[Saved data entries]
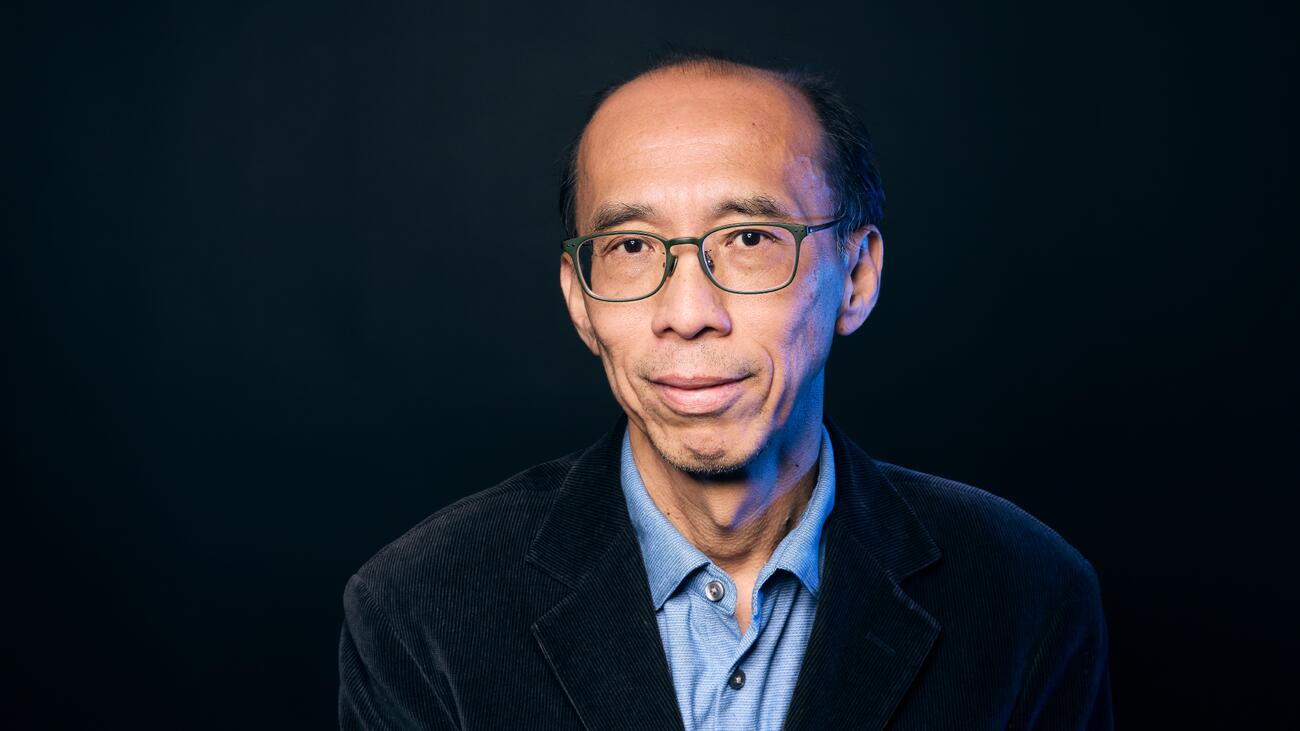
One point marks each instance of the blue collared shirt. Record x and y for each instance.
(724, 679)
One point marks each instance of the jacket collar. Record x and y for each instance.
(602, 640)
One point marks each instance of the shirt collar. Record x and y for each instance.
(670, 557)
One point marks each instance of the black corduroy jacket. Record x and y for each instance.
(527, 606)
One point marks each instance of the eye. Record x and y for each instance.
(624, 246)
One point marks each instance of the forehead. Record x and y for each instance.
(688, 134)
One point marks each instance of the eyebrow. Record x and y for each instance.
(762, 206)
(610, 215)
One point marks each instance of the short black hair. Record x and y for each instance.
(848, 156)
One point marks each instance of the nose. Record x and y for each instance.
(689, 306)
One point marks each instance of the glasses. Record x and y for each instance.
(739, 258)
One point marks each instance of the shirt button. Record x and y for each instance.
(715, 591)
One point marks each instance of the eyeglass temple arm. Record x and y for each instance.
(823, 226)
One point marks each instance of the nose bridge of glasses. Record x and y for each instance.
(680, 241)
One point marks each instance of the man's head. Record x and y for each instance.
(713, 379)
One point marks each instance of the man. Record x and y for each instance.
(724, 557)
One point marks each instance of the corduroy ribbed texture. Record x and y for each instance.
(527, 606)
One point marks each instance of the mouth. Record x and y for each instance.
(698, 396)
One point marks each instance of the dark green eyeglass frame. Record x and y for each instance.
(798, 230)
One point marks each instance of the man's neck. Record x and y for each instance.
(736, 520)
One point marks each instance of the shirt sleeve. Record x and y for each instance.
(382, 684)
(1067, 683)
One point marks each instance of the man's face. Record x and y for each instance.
(709, 376)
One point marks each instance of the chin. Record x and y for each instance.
(702, 451)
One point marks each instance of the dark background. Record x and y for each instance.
(265, 315)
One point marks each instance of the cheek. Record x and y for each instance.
(813, 310)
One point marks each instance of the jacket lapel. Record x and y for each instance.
(602, 640)
(869, 637)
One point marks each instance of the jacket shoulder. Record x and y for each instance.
(992, 535)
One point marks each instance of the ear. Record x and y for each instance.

- **To be done**:
Please update these lines by replacing "Record x and y" with "Give the x and y coordinates" everywhere it appears and leaving everything else unchanged. Leave the pictures out of your answer.

- **The answer**:
One point marks each instance of the blue collared shirt. Give the x and y coordinates for each instance.
(724, 679)
One point marks each instance of the jacket collar. Give the x and y coordinates for each instance.
(602, 640)
One point marks each instance of the shirt collar. Give the x and y coordinates for each instance.
(670, 557)
One point marks each instance of the black corduroy jacket. Give the x and y coordinates for each instance.
(527, 606)
One point marks each instance of the eye. Give the x and y coordinates for each instance.
(624, 246)
One point marks each instance of the forehead. Give the x and y coordinates for each instance.
(688, 134)
One point marks each instance of the eyebrow. Give the x and y coordinates for each instance.
(762, 206)
(610, 215)
One point marks each instance of the short black hair. Give the x and y coordinates for each instance.
(848, 156)
One point marks each instance of the nose. Give the x and y coordinates for each instance.
(689, 306)
One point marks each instance of the glasses. Give the x and y coordinates for each instance.
(739, 258)
One point marks each instance of the shirt button. Give the x and y coordinates for each instance.
(715, 591)
One point marks each instance of the eyeglass temple arm. Give the x and y coordinates for each instance.
(823, 226)
One point marks each instance of the nose bridge of glasses. Give the x and y coordinates for each instance.
(680, 241)
One point marks each instance of the man's head. Give the x and y coordinates for each instance.
(713, 379)
One point marks each instance of the man. Give the x and y coordinates for each instance.
(724, 557)
One point marks each instance of the corduroy ribbed texture. Give the x and y coordinates for each instance.
(527, 606)
One point marks each instance of the mouth. Give the x and y coordinates for each instance.
(698, 396)
One point marks each instance of the dark green eyeglass frame. Give the x and y coordinates for each instance.
(798, 230)
One point marks each instance of the man's neck. Give the x and y coordinates for each instance.
(736, 520)
One point marks each instance of the shirt sleeve. Give the x and y coordinates for each instance.
(382, 684)
(1067, 683)
One point marks each instance of the man's face. Give the x and y coordinates for each instance.
(709, 376)
One point marks each instance of the chin. Give the x and y coordinates for each instance.
(702, 451)
One point marks each instance of the dark background. Give the x and y coordinates for each instance.
(265, 315)
One point marks each instance of the cheek. Give the x and y coordinates for each instance.
(813, 310)
One point marks each instance of the jacket lapel. Give the x and y coordinates for each instance.
(602, 640)
(869, 637)
One point marks each instance of the jacket shoulder. Give the x and y coordinates for each instance.
(992, 535)
One point marks each instance of the ear. Give the x and y coordinates for each instance.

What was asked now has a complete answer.